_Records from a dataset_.
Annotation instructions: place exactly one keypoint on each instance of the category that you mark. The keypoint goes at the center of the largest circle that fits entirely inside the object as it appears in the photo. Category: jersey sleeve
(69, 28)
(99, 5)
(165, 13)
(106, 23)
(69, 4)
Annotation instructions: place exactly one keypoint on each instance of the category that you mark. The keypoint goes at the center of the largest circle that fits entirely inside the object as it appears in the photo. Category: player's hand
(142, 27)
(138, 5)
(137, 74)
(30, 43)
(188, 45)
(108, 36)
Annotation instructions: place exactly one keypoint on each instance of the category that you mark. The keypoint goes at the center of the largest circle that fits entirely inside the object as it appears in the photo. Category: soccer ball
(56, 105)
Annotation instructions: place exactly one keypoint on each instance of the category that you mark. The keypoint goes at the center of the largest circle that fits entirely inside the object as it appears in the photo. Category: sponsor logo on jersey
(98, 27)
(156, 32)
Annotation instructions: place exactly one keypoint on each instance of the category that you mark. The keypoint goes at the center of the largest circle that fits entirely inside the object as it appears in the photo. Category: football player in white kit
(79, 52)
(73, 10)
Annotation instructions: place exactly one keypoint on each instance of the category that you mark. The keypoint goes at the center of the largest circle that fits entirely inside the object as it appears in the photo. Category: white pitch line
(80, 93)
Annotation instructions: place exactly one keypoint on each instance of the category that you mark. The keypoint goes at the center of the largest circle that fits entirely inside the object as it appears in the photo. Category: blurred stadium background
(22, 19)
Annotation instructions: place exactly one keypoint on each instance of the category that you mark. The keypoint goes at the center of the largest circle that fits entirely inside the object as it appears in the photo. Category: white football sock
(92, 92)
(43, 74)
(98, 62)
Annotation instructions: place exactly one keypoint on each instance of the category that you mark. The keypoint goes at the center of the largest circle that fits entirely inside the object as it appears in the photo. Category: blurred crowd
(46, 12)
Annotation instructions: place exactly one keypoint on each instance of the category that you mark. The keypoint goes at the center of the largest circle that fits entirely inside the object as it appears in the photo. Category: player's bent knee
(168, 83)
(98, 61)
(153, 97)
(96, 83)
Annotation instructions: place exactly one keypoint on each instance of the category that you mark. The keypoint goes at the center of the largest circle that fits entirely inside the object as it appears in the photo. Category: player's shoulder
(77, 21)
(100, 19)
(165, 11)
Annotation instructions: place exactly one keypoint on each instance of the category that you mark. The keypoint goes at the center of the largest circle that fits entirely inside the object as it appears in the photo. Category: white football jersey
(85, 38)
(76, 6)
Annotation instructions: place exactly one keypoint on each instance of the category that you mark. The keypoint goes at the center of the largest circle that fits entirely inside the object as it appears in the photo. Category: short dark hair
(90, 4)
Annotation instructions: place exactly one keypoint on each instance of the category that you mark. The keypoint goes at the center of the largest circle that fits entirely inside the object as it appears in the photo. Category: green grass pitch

_Instructions to follow_. Write out all of the entries above, word for word.

_Problem solution_.
Annotation instructions: place exactly one keypoint on each instance of the category that you mark. The keypoint goes at the center of the largest circle that fits entirely inside the object as it appears in the photo. Category: jersey sleeve
(69, 28)
(99, 5)
(165, 13)
(106, 23)
(69, 4)
Annotation instructions: place exactly one keypoint on each instance of the category that you mark. The keypoint goes at the center of the largest circle that fits entirely inside the object as it appears in the photo. Category: player's hand
(142, 27)
(138, 5)
(137, 74)
(30, 43)
(188, 45)
(108, 36)
Annotation instructions: place exactly one keypoint on each instance of the category that you mark. The keypoint goes at the center of the largest circle that fits entirely inside the object as it appears in the photo. Category: soccer ball
(56, 105)
Annotation instructions: place exactly one keypoint on each instance of the category that you mark. The keypoint goes at the center of the largest circle that fits entirely inside the object as it appears in the photo. Category: sponsor logo on jersey
(98, 27)
(156, 32)
Annotation instructions: place exactly one keypoint on each instance of the category that you mark. The keypoint goes at the center of the largest circle that fits entirely inside the object as it appears in the photo. Category: football player in white kit
(79, 52)
(73, 10)
Annotation instructions: place exactly one keypoint on each instance of the category that you mark. The keypoint goes at the center of the largest circle that fits entirely inside the object as it appears in the photo. Category: white pitch line
(80, 93)
Annotation instructions: place exactly one keypoint on each instance of the category that you mark. The keypoint goes at the center of the largest circle that fits entirely inside the object as it appears in the photo. Category: blurred stadium background
(22, 19)
Annotation instructions: place exactly one keypoint on each instance of the category that you mark. The keypoint goes at the center of the largest circle that fits entirely inside the object as it appears in the photo. Category: white football sock
(92, 92)
(43, 74)
(98, 62)
Annotation instructions: place exactly one keypoint on each instance of the category that you mark. The keypoint goes at the center of the largest circle that fits entirely inside the object as it appears in the photo. Category: blurred crowd
(46, 12)
Annotation instructions: place exactly one keypoint on each instance of the category that you mark. The keypoint goes at the center of the largest circle that fits entirely inside the object as it appears in the photo. Category: player's bent knee
(168, 83)
(98, 61)
(153, 97)
(96, 83)
Annotation instructions: place exactly one keypoint on each instance of the category that you mark. The keypoint goes at the center of the largest circle that fits entirely inside the object as it appears in the photo. Category: player's shoulder
(77, 21)
(100, 19)
(165, 11)
Annotation instructions: place exactly one keypoint on each instance of the category that you mark. The keypoint goes at the center of the largest circle that fits entirely inside the object as it appears in the photo. Category: white football jersey
(85, 38)
(76, 6)
Annotation instructions: place exactly one keypoint on each instance of the category that you mark. The keypoint goes at the center of the largest circle that fits entirely inside the object as it appears in the photo. Category: short dark hair
(90, 4)
Annotation instructions: place exactly one keypoint on each instance of the category that you mark. The keypoint goes at the center of the largest circle that fits entirely inside the object as it appears in the photo. Category: green grass pitch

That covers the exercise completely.